┌──

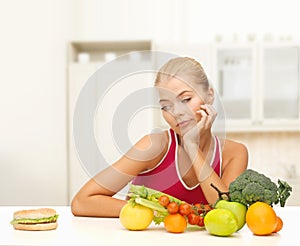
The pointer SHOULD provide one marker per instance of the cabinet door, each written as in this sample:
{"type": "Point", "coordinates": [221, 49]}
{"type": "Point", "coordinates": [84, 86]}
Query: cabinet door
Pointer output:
{"type": "Point", "coordinates": [234, 80]}
{"type": "Point", "coordinates": [280, 75]}
{"type": "Point", "coordinates": [78, 76]}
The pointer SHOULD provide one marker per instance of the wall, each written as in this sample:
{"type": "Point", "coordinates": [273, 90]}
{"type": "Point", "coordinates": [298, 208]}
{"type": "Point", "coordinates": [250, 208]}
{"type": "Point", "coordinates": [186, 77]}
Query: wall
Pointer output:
{"type": "Point", "coordinates": [33, 158]}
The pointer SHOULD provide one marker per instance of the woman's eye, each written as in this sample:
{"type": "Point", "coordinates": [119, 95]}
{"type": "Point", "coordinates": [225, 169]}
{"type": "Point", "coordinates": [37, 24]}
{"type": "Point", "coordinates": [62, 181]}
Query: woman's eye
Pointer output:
{"type": "Point", "coordinates": [185, 100]}
{"type": "Point", "coordinates": [166, 108]}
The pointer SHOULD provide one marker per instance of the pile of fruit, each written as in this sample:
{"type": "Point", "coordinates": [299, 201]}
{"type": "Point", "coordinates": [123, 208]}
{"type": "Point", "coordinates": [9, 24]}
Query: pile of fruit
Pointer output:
{"type": "Point", "coordinates": [224, 218]}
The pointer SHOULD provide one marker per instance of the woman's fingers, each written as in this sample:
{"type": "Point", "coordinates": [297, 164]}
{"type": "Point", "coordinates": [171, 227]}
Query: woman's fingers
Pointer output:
{"type": "Point", "coordinates": [208, 115]}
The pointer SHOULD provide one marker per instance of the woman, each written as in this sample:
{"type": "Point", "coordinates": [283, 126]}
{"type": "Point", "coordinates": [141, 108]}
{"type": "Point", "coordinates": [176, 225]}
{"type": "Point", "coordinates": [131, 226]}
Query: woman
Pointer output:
{"type": "Point", "coordinates": [182, 161]}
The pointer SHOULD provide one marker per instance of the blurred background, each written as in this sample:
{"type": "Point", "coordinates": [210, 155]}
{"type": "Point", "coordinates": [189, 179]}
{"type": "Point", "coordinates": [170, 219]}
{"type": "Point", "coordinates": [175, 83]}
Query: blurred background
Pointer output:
{"type": "Point", "coordinates": [49, 48]}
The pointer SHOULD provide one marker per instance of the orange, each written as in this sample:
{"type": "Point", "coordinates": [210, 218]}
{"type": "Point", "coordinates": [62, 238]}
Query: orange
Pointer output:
{"type": "Point", "coordinates": [261, 218]}
{"type": "Point", "coordinates": [175, 223]}
{"type": "Point", "coordinates": [279, 224]}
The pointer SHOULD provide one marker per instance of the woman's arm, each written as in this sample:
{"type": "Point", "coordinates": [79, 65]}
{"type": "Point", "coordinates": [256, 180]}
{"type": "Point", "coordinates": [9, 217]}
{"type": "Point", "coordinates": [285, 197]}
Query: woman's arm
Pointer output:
{"type": "Point", "coordinates": [234, 162]}
{"type": "Point", "coordinates": [95, 197]}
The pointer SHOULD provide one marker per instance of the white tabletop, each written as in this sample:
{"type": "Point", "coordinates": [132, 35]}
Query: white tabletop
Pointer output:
{"type": "Point", "coordinates": [107, 231]}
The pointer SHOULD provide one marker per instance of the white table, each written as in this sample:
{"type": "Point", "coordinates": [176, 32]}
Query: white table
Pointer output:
{"type": "Point", "coordinates": [106, 231]}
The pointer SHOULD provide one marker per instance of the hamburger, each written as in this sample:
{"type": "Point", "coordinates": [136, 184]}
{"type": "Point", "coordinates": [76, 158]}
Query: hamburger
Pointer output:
{"type": "Point", "coordinates": [42, 219]}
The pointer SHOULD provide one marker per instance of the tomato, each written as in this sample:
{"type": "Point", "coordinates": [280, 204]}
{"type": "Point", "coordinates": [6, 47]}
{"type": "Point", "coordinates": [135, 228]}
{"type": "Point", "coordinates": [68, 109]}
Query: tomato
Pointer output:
{"type": "Point", "coordinates": [202, 208]}
{"type": "Point", "coordinates": [173, 207]}
{"type": "Point", "coordinates": [193, 219]}
{"type": "Point", "coordinates": [175, 223]}
{"type": "Point", "coordinates": [164, 200]}
{"type": "Point", "coordinates": [185, 209]}
{"type": "Point", "coordinates": [201, 221]}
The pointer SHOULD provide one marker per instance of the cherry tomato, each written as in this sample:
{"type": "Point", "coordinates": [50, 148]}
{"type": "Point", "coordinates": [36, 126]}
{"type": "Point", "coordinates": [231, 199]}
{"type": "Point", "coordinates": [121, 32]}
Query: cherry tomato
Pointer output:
{"type": "Point", "coordinates": [164, 200]}
{"type": "Point", "coordinates": [185, 209]}
{"type": "Point", "coordinates": [193, 219]}
{"type": "Point", "coordinates": [173, 207]}
{"type": "Point", "coordinates": [201, 221]}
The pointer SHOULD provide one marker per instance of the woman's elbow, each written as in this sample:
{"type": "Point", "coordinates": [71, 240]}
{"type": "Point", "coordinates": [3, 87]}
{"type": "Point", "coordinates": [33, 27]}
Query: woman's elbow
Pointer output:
{"type": "Point", "coordinates": [76, 206]}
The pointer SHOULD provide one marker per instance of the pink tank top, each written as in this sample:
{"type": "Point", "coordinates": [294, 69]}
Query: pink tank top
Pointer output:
{"type": "Point", "coordinates": [166, 178]}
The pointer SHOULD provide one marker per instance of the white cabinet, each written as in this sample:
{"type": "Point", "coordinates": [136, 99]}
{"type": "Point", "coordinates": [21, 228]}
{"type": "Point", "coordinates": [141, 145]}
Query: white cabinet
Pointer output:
{"type": "Point", "coordinates": [258, 85]}
{"type": "Point", "coordinates": [85, 58]}
{"type": "Point", "coordinates": [280, 77]}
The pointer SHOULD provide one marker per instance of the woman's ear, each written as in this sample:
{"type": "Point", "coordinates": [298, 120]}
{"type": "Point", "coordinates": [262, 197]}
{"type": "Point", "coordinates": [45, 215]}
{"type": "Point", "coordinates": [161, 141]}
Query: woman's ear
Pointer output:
{"type": "Point", "coordinates": [210, 96]}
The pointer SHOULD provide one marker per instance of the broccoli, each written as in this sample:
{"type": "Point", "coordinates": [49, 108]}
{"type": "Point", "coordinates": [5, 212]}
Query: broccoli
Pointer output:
{"type": "Point", "coordinates": [252, 186]}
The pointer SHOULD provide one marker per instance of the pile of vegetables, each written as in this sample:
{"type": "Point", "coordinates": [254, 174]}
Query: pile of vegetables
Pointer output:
{"type": "Point", "coordinates": [252, 186]}
{"type": "Point", "coordinates": [163, 204]}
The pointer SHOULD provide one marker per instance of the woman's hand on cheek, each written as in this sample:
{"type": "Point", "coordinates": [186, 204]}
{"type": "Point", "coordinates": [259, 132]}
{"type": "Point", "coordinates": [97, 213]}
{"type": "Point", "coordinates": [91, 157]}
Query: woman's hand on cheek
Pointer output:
{"type": "Point", "coordinates": [207, 117]}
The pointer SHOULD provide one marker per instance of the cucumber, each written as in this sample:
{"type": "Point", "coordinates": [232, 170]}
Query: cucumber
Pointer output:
{"type": "Point", "coordinates": [153, 205]}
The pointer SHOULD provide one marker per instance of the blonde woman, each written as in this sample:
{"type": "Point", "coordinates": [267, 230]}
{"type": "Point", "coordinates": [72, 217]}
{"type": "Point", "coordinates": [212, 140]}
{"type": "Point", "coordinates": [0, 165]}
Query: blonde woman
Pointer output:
{"type": "Point", "coordinates": [182, 161]}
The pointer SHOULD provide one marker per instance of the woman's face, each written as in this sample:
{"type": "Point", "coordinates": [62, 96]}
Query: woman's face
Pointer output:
{"type": "Point", "coordinates": [179, 103]}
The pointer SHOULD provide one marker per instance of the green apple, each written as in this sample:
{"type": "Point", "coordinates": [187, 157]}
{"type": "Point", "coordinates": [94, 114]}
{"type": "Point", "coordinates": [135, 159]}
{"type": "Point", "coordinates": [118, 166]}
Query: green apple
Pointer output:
{"type": "Point", "coordinates": [237, 208]}
{"type": "Point", "coordinates": [220, 222]}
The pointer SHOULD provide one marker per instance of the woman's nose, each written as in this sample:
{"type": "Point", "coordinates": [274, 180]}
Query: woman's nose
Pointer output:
{"type": "Point", "coordinates": [178, 110]}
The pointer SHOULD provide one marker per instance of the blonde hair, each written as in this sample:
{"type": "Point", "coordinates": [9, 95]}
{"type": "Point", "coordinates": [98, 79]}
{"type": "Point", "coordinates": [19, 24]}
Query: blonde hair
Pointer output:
{"type": "Point", "coordinates": [184, 68]}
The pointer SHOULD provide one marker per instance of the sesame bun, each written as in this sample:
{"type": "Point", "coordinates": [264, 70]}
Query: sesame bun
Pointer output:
{"type": "Point", "coordinates": [34, 213]}
{"type": "Point", "coordinates": [36, 227]}
{"type": "Point", "coordinates": [41, 216]}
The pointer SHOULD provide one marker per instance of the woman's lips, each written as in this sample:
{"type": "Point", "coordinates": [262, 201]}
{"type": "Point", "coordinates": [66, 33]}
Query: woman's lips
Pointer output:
{"type": "Point", "coordinates": [183, 123]}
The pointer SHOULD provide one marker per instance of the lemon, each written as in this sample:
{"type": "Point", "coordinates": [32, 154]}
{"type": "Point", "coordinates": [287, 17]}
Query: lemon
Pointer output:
{"type": "Point", "coordinates": [136, 218]}
{"type": "Point", "coordinates": [220, 222]}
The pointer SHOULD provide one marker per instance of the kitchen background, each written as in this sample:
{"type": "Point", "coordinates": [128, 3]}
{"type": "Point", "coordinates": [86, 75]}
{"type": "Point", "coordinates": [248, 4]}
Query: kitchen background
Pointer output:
{"type": "Point", "coordinates": [41, 43]}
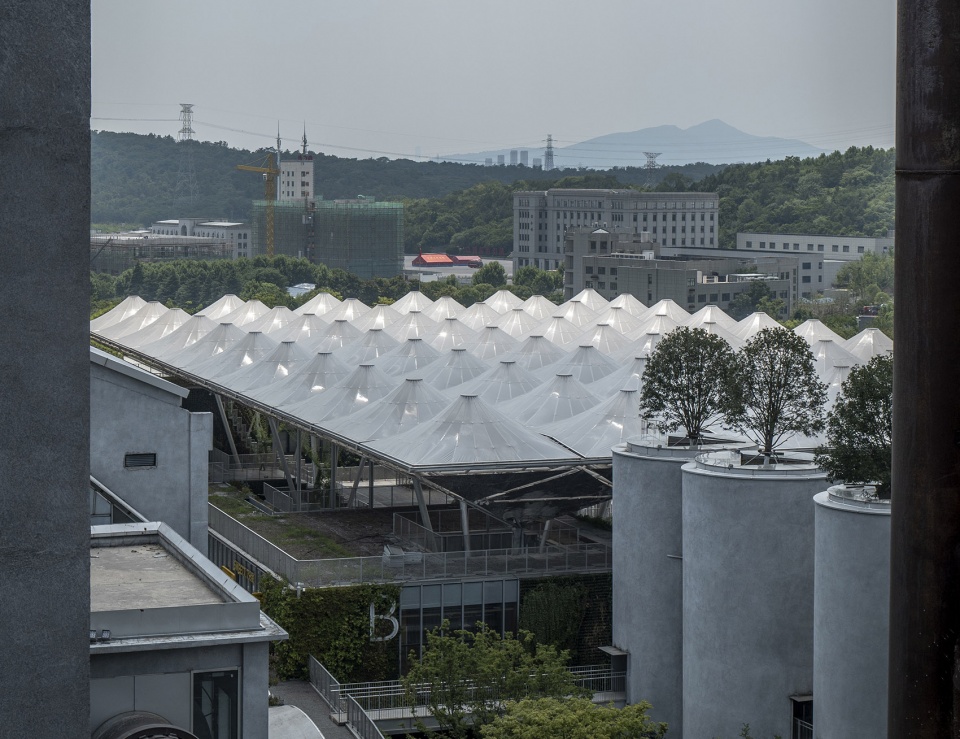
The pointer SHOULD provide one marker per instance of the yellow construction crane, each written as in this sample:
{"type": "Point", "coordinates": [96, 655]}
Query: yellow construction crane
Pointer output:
{"type": "Point", "coordinates": [270, 173]}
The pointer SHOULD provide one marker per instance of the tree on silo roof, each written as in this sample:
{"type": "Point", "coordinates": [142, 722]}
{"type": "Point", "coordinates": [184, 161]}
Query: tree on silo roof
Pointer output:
{"type": "Point", "coordinates": [860, 427]}
{"type": "Point", "coordinates": [685, 381]}
{"type": "Point", "coordinates": [774, 390]}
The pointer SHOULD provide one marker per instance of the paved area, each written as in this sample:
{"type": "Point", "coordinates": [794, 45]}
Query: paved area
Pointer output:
{"type": "Point", "coordinates": [304, 696]}
{"type": "Point", "coordinates": [289, 722]}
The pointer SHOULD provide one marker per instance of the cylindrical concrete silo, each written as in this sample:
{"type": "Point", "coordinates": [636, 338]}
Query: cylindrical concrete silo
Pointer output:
{"type": "Point", "coordinates": [648, 572]}
{"type": "Point", "coordinates": [747, 594]}
{"type": "Point", "coordinates": [851, 616]}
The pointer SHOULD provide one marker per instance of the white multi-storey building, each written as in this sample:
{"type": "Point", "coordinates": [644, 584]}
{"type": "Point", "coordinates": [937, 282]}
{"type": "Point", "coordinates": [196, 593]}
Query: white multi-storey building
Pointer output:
{"type": "Point", "coordinates": [843, 248]}
{"type": "Point", "coordinates": [540, 219]}
{"type": "Point", "coordinates": [296, 178]}
{"type": "Point", "coordinates": [234, 233]}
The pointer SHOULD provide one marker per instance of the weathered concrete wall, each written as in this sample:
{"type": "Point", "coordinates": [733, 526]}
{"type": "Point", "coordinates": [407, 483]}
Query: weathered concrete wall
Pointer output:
{"type": "Point", "coordinates": [130, 416]}
{"type": "Point", "coordinates": [747, 597]}
{"type": "Point", "coordinates": [851, 619]}
{"type": "Point", "coordinates": [648, 575]}
{"type": "Point", "coordinates": [165, 684]}
{"type": "Point", "coordinates": [44, 374]}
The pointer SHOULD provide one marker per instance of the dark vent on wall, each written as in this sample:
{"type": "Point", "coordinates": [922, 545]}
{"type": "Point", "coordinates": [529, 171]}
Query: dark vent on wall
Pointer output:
{"type": "Point", "coordinates": [140, 460]}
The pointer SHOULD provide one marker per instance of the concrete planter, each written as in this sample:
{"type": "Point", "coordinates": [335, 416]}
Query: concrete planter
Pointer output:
{"type": "Point", "coordinates": [648, 571]}
{"type": "Point", "coordinates": [748, 562]}
{"type": "Point", "coordinates": [851, 615]}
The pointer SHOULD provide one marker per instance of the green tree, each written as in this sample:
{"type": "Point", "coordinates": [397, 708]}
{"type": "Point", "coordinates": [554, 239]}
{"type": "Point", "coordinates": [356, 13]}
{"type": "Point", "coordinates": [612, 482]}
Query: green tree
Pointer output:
{"type": "Point", "coordinates": [685, 380]}
{"type": "Point", "coordinates": [750, 300]}
{"type": "Point", "coordinates": [773, 390]}
{"type": "Point", "coordinates": [492, 273]}
{"type": "Point", "coordinates": [860, 427]}
{"type": "Point", "coordinates": [468, 678]}
{"type": "Point", "coordinates": [573, 718]}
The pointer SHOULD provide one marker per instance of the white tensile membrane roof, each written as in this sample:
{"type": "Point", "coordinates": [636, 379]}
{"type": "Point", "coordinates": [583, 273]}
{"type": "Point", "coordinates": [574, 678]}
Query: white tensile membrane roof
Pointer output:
{"type": "Point", "coordinates": [320, 304]}
{"type": "Point", "coordinates": [190, 331]}
{"type": "Point", "coordinates": [126, 308]}
{"type": "Point", "coordinates": [402, 409]}
{"type": "Point", "coordinates": [220, 308]}
{"type": "Point", "coordinates": [165, 325]}
{"type": "Point", "coordinates": [318, 375]}
{"type": "Point", "coordinates": [468, 432]}
{"type": "Point", "coordinates": [148, 314]}
{"type": "Point", "coordinates": [869, 343]}
{"type": "Point", "coordinates": [450, 387]}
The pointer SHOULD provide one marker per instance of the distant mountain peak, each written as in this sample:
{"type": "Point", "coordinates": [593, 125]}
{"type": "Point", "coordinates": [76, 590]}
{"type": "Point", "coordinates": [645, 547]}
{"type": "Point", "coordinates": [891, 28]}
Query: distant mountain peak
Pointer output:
{"type": "Point", "coordinates": [713, 141]}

└──

» **PROBLEM DESCRIPTION**: Repeat the line containing "of the distant" and all subsequent lines through the final line of the data, exactly and with no others.

» **WRITTEN SOLUTION**:
The pointer SHOULD provide one marker per instance of the distant mountain peak, each written as in this sample:
{"type": "Point", "coordinates": [593, 125]}
{"type": "Point", "coordinates": [76, 590]}
{"type": "Point", "coordinates": [645, 547]}
{"type": "Point", "coordinates": [891, 28]}
Query: distant mountain peak
Pointer output:
{"type": "Point", "coordinates": [713, 141]}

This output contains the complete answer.